→ Task to complete
Pictures are to be left out, and every entry repeated exactly.

→ Data for processing
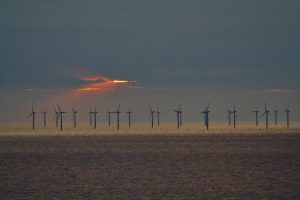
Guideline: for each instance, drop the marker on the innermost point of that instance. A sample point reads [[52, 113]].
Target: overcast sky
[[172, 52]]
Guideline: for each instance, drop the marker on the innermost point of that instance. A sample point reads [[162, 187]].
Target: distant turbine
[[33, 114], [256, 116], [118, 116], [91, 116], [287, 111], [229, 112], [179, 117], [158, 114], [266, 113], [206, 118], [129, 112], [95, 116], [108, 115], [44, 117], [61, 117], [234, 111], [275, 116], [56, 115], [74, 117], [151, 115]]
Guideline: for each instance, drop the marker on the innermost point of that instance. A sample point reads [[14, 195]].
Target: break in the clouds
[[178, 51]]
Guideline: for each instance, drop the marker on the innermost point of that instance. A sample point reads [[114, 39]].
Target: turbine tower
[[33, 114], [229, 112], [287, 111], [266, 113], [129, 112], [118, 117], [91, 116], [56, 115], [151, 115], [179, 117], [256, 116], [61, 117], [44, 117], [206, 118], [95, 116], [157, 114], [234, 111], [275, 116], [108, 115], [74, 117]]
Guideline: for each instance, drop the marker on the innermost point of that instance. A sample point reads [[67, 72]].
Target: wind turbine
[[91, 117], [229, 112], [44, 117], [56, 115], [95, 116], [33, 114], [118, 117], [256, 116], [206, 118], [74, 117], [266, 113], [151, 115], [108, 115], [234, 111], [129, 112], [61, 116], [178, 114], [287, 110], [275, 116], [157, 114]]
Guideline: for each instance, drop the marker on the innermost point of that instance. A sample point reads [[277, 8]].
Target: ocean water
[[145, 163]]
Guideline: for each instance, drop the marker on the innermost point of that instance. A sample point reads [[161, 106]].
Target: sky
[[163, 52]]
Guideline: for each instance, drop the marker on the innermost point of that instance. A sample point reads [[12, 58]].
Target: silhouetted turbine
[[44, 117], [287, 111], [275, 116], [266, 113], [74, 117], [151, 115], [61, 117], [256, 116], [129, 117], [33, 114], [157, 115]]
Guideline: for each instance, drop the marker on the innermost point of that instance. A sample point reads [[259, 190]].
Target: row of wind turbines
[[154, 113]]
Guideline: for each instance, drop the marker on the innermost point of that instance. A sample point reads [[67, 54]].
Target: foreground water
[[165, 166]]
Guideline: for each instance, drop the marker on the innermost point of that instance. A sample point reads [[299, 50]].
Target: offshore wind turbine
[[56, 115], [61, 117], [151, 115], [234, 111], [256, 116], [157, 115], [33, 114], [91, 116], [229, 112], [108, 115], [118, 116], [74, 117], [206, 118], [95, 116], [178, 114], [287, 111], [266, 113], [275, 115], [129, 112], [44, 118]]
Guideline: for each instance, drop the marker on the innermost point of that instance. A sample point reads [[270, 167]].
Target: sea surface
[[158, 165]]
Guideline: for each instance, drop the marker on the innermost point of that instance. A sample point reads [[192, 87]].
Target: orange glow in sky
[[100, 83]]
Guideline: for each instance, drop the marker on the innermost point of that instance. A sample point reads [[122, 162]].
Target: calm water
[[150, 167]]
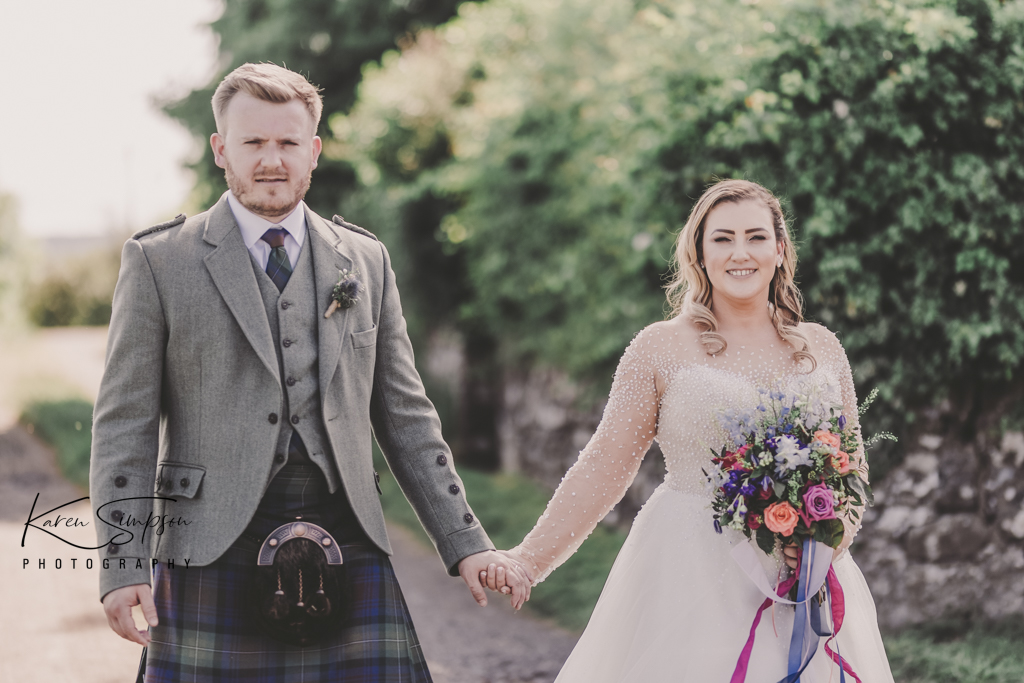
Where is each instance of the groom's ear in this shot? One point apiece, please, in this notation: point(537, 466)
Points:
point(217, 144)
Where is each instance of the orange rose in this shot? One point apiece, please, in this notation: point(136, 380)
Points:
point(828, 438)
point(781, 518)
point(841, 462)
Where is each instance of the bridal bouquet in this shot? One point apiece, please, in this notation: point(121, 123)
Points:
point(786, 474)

→ Written answer
Guideline: for each instance, drop the marker on the innermost point of that instance. A sample point reads [[52, 113]].
Target: overcast sky
[[172, 52]]
Guideline: for each instance, drop the marker on the innermost point of that instance. A sample point reads [[162, 187]].
Target: distant turbine
[[33, 114], [256, 116], [118, 116], [91, 116], [287, 111], [229, 112], [179, 117], [158, 114], [266, 113], [206, 118], [129, 112], [95, 116], [108, 115], [44, 117], [61, 117], [234, 111], [275, 116], [56, 115], [74, 117], [151, 115]]
Guideline: for each instance, drop the marker on the innermost point of that instance. A sample point reads [[14, 195]].
Target: break in the clouds
[[178, 51]]
Guideline: for each instance, drop the marker on the innermost point of that instance. A sample point reads [[114, 39]].
Target: turbine tower
[[33, 114], [229, 112], [287, 111], [266, 113], [129, 112], [118, 117], [91, 116], [56, 115], [151, 115], [179, 117], [256, 116], [61, 117], [44, 117], [206, 118], [95, 116], [157, 114], [234, 111], [275, 116], [108, 115], [74, 117]]
Guideline: for each instance, drop the marker on the innermost point of that instance. A sample point reads [[67, 72]].
Target: wind turbine
[[91, 117], [229, 112], [44, 117], [56, 115], [95, 116], [33, 114], [118, 117], [256, 116], [206, 118], [74, 117], [266, 113], [151, 115], [108, 115], [234, 111], [129, 112], [61, 116], [178, 114], [287, 110], [275, 116], [157, 114]]
Guideline: for each instance, drop the marker on the innermost point of that instance. A sample point reads [[277, 8]].
Target: ocean water
[[145, 163]]
Guideline: for each instance, drop the marker on the innermost point of that instance. A sample point reads [[161, 106]].
Target: sky
[[163, 52]]
Guideline: for each instance, drop the marker on the innermost point of that instance. A sample point reads [[12, 58]].
Target: silhouetted turbine
[[44, 117], [287, 111], [275, 116], [266, 113], [74, 117], [151, 115], [61, 117], [256, 116], [129, 117], [33, 114], [157, 115]]
Guideline: for each instance, drop the marker on the innermost point of that instance. A sample point reads [[259, 190]].
Target: row of wind turbines
[[154, 113]]
Guideline: for each instance, drop the marker on the innermost point of that instance. A sample point reads [[67, 54]].
Target: foreground water
[[165, 166]]
Guideline: for each instance, drop the marker on the innermost point of that instance. A sample point reads [[299, 50]].
Target: offshore wind turbine
[[56, 115], [61, 117], [151, 115], [234, 111], [256, 116], [157, 115], [33, 114], [91, 116], [229, 112], [108, 115], [118, 116], [74, 117], [206, 118], [95, 116], [178, 114], [287, 111], [266, 113], [275, 115], [129, 112], [44, 118]]
Guideline: for each instance, drop the marker on the innermost point of that instance. A sample point reads [[270, 167]].
Target: sea surface
[[158, 165]]
Guideline: for each instance, drop the marker on the innermost point of that instance. A sample point reads [[192, 87]].
Target: orange glow in sky
[[100, 83]]
Guideline: for each instance, drop the marker on the innermost point of that instance. A sample point reads [[122, 162]].
Target: calm water
[[150, 167]]
Where is each instance of the groom's ear in this shot? One point apiece, please, in this notation: point(537, 466)
Points:
point(217, 144)
Where is each instance of the orange rose in this shot? One point apiece, please, in this notation: point(136, 380)
Points:
point(828, 438)
point(781, 518)
point(841, 462)
Where is each instance of the bridal bouquet in this shot? One point apiece, please, in this notation: point(121, 123)
Points:
point(786, 474)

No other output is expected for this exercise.